● Assignment: Could you condense the paragraph in the National Enquirer article that begins "In the '70s and '80s" into a short bulleted list that keeps its main facts?

● Selected excerpt:
_ _ _

The man who made the National Enquirer the most popular magazine in America tells all.

by Will Doig

December 5, 2006

In the '70s and '80s, the National Enquirer went from a negligible gross-out rag (circulation: 700,000) to a major news source for over six million readers. Under the leadership of editor Iain Calder, who emigrated to New York from Scotland in 1966 to work for the magazine, its malaise-stricken staff was transformed into a hop-any-fence, bribe-any-source battalion of reporters. Calder pioneered a new kind of journalism that placed celebrities inside the twenty-four-hour fishbowl of surveillance that we take for granted today. Hairdressers, bartenders and siblings were bribed with wads of cash. Fake priests giving last rites were outfitted with tiny hidden cameras.
    The upshot was thousands of stories of varying veracity, and while the magazine certainly dropped the ball many times, they also ran several mostly accurate scoops that any paper would have killed for. They coaxed the confession from John Belushi's drug dealer that led to her conviction for manslaughter. They discovered crucial clues in the O.J. Simpson case that the police had missed, and even corrected inaccurate reporting of the case in other major publications. In 1987, the magazines published the infamous "Monkey Business" photo of Gary Hart with model Donna Rice perched on his lap. The photo led to the end of Hart's presidential bid, which led to the beginning of Michael Dukakis's, which, one could argue, led to George H.W. Bush's election — which led to his son's. For better or worse, the tawdry gossip sheet may have changed the course of history. Calder, now retired and living scandal-free in Boca Raton, spoke to Hooksexup about how it was done. Will Doig

Most people assume that celebrities hate the National Enquirer, but actually they've often worked in concert with the magazine to put together certain stories.

_ _ _

● Source information:
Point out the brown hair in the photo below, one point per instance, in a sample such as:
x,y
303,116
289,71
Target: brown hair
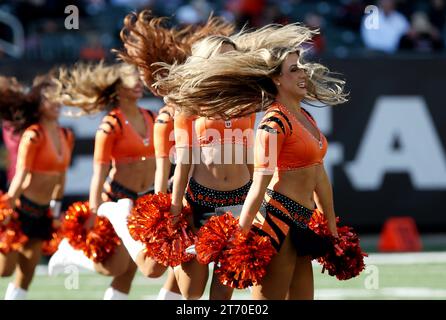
x,y
93,87
240,82
148,40
21,108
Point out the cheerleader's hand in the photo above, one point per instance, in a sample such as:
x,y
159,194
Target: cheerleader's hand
x,y
7,209
333,229
175,210
89,223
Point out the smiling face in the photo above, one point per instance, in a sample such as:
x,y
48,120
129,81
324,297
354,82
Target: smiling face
x,y
292,81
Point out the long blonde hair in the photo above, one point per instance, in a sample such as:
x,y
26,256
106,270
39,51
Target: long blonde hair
x,y
148,40
93,87
240,82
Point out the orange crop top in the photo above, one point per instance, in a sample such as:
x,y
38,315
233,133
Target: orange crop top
x,y
37,153
296,147
116,140
164,138
193,131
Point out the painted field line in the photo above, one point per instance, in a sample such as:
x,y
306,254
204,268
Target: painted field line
x,y
373,258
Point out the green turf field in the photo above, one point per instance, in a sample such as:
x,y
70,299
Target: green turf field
x,y
391,276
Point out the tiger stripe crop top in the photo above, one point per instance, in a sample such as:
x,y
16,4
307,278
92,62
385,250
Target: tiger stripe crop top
x,y
118,142
284,143
37,153
201,131
164,138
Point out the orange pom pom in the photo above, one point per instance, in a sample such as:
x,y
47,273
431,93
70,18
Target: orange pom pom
x,y
5,207
151,223
244,260
345,258
49,247
11,236
99,243
213,236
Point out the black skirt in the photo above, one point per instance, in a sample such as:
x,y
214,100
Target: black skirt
x,y
204,201
279,215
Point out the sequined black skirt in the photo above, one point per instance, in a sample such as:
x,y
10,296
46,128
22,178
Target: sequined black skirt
x,y
35,219
205,202
279,215
113,191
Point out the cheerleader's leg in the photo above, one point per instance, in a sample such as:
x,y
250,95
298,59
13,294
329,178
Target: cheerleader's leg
x,y
302,284
8,263
170,290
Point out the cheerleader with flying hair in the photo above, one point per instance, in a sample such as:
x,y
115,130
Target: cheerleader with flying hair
x,y
35,193
163,44
11,139
147,41
124,164
289,179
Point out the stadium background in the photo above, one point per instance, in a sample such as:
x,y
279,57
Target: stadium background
x,y
387,144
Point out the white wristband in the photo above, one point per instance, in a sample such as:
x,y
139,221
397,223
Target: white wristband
x,y
56,207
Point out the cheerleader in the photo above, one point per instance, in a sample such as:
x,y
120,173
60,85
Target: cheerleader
x,y
289,179
219,182
11,138
146,41
124,163
44,155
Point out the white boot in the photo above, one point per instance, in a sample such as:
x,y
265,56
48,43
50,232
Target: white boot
x,y
113,294
14,293
117,213
168,295
66,255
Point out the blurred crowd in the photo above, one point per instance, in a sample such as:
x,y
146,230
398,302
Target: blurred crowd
x,y
402,25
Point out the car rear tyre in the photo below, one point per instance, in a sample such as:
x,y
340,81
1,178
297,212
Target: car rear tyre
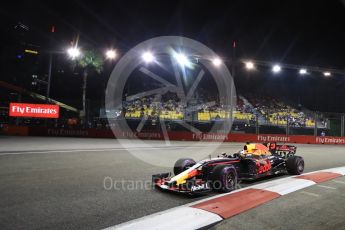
x,y
295,165
224,178
182,165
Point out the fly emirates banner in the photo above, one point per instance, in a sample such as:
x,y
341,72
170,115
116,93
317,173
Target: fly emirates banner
x,y
34,110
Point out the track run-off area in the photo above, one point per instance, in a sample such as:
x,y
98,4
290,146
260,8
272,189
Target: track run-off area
x,y
84,183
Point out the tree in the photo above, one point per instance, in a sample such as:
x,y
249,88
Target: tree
x,y
90,61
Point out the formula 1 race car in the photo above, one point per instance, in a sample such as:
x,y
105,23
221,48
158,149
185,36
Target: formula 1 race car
x,y
223,172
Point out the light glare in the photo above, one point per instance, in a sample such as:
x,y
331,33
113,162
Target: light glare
x,y
249,65
276,68
327,74
303,71
148,57
110,54
217,61
73,52
181,59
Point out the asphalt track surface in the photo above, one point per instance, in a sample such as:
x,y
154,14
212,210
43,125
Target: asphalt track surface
x,y
65,183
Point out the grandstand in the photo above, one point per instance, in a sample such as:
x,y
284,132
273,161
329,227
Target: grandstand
x,y
249,109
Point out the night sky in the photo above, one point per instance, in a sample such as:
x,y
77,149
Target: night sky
x,y
293,32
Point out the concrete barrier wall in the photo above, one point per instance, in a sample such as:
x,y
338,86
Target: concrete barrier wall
x,y
173,135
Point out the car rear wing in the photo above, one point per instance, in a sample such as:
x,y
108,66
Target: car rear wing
x,y
281,150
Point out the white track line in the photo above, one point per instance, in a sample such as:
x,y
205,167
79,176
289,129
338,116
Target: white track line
x,y
338,182
327,187
310,194
176,218
185,217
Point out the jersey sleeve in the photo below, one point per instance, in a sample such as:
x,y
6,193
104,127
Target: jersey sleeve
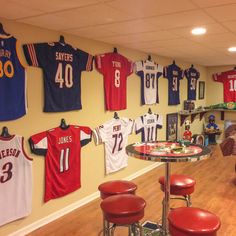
x,y
159,121
39,143
85,60
129,67
218,77
138,66
85,135
35,54
100,63
99,135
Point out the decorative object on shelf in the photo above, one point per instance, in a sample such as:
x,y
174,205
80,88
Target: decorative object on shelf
x,y
201,91
187,133
189,105
172,126
212,129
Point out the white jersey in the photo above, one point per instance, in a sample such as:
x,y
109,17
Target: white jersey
x,y
149,73
114,134
148,125
15,179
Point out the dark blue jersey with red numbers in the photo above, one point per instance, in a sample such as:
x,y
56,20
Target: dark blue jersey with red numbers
x,y
174,74
62,65
192,76
12,81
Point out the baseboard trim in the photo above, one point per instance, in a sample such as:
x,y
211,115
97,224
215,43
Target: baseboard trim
x,y
39,223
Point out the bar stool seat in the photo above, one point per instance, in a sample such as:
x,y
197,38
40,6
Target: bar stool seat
x,y
115,187
123,210
190,221
180,185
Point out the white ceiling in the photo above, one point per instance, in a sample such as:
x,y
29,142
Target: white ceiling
x,y
153,26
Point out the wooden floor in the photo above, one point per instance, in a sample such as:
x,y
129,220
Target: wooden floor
x,y
215,191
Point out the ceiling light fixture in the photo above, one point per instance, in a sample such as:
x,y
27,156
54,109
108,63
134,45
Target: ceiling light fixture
x,y
198,31
232,49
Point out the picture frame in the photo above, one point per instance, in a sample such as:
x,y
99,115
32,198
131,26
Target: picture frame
x,y
172,127
201,90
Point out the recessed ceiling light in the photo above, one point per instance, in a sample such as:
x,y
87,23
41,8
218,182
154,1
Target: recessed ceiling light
x,y
232,49
198,31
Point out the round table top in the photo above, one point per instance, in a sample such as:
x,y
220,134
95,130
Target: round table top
x,y
163,151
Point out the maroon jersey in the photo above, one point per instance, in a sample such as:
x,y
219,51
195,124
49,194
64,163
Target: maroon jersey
x,y
62,150
115,69
228,78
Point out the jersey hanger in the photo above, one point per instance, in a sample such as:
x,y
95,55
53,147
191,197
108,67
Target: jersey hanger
x,y
2,31
5,133
116,115
63,124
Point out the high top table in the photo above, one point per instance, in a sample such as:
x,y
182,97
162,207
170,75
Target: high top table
x,y
167,152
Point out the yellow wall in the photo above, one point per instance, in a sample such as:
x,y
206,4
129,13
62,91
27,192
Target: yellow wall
x,y
92,114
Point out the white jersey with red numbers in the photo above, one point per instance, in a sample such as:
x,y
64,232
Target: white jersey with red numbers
x,y
61,148
15,179
115,69
228,78
114,134
147,125
149,72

_ _ _

● Output for this task:
- In the '70s and '80s, the National Enquirer grew from a minor gross-out rag with 700,000 readers into a major news source read by over six million.
- This happened under editor Iain Calder, who came to New York from Scotland in 1966 to work for the magazine.
- Calder turned a listless staff into aggressive reporters willing to hop fences and bribe sources.
- He pioneered a kind of journalism that put celebrities under the constant surveillance now taken for granted.
- Hairdressers, bartenders and siblings were paid cash for information.
- Fake priests giving last rites were fitted with tiny hidden cameras.